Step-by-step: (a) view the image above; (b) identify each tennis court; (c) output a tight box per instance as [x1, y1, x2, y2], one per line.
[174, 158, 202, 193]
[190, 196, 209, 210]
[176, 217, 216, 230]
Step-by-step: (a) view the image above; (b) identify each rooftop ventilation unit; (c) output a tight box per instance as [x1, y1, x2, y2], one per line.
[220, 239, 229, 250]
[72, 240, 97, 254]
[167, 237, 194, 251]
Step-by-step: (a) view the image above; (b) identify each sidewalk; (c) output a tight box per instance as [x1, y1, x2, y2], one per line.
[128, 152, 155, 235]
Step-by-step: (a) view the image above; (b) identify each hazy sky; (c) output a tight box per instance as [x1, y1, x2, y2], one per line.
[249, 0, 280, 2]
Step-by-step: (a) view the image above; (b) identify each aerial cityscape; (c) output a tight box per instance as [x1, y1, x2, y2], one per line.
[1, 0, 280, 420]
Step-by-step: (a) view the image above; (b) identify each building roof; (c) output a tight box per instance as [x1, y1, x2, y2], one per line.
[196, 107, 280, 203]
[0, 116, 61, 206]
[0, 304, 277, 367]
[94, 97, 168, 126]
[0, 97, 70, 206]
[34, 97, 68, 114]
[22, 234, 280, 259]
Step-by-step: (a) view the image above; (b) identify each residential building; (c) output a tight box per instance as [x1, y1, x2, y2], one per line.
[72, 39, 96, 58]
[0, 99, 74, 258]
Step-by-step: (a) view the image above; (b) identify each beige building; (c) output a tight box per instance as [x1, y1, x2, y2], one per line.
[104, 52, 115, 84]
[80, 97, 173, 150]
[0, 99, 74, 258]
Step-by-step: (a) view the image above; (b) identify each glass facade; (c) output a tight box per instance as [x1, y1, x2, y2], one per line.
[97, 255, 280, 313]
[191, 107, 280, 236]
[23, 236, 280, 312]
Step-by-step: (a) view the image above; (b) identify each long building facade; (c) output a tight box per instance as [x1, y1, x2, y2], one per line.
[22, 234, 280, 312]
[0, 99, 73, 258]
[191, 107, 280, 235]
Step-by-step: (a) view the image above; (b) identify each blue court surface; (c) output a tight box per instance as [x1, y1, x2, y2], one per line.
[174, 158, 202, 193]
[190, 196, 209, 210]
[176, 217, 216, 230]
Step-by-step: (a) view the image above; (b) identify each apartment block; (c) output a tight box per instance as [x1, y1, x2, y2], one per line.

──────────

Problem to solve → Please restate the preceding entries word for word.

Completed exercise →
Step-by-step: (a) view the image above; (b) identify each tennis court; (c) output a tight box per instance as [x1, y1, x2, y2], one per line.
[174, 158, 202, 193]
[190, 196, 209, 210]
[176, 217, 216, 230]
Step-by-step: (a) view the image above; (b) identify each rooftop ventilation unit; (c) output a tight box per instance as [x1, y1, x2, y2], one per line.
[220, 239, 229, 250]
[72, 240, 97, 254]
[167, 237, 194, 251]
Step-by-step: (a) view the image above; (b) identify each sidewalk; (c) output a tight box per instance as [x1, y1, x2, y2], one per line.
[128, 152, 155, 235]
Step-by-step: (a) view the image above; (b) identify each hazy sky; (c) output a tight box per instance as [x1, y1, x2, y2], one per line.
[249, 0, 280, 2]
Step-by-step: (a) view the image above; (b) identify each aerial cityscape; (c) output a tight box per instance as [x1, y1, x2, y2], one per line.
[1, 0, 280, 420]
Step-by-step: (a) view the image above; (b) identify each building roof; (c) output a tight box per instance as [x1, y1, x2, y2], one per line.
[196, 107, 280, 203]
[0, 116, 61, 206]
[0, 304, 277, 367]
[94, 97, 168, 126]
[0, 97, 70, 206]
[34, 97, 68, 114]
[22, 234, 280, 259]
Step-by-step: (a) view the image above; (b) identify each residential building; (c) output a tight box per instance as [x1, y1, x2, y2], one per line.
[72, 39, 96, 58]
[0, 99, 74, 258]
Step-by-step: (a) view the image above; (b) identify each beige building; (c) output a tight box per instance as [x1, y1, x2, y2], one per line.
[104, 52, 115, 84]
[80, 97, 173, 150]
[0, 99, 74, 258]
Step-by-step: (a) view the image above; (b) identify each glass facade; (c) output a tight box per instance as [x1, y1, x2, y2], one per line.
[97, 255, 280, 313]
[191, 107, 280, 236]
[23, 236, 280, 312]
Step-by-step: (a) view the image above; (b) identify each long building facade; (c) output a tight box per instance as [x1, y1, x2, y2], one per line.
[22, 234, 280, 312]
[0, 99, 73, 258]
[191, 107, 280, 235]
Step-by-step: (a) view the image above; (b) identify each blue court surface; (c) output a tight box per instance as [x1, y1, x2, y2], one per line.
[174, 158, 202, 193]
[190, 196, 209, 210]
[176, 217, 216, 230]
Step-by-step: (a) view the image above; (b) identify each apartment block; (c) output a tight box per instance as [x1, y1, x2, y2], one per line.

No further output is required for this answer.